• WORK TASK:
The full set of entries is to be returned word for word.

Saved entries
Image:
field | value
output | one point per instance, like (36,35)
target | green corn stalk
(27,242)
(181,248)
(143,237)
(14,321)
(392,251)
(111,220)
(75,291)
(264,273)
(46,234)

• SOLUTION FOR THIS TASK:
Image:
field | value
output | one point per instance, like (36,35)
target | green corn stalk
(27,242)
(181,248)
(143,237)
(14,321)
(392,251)
(111,220)
(75,291)
(264,273)
(46,234)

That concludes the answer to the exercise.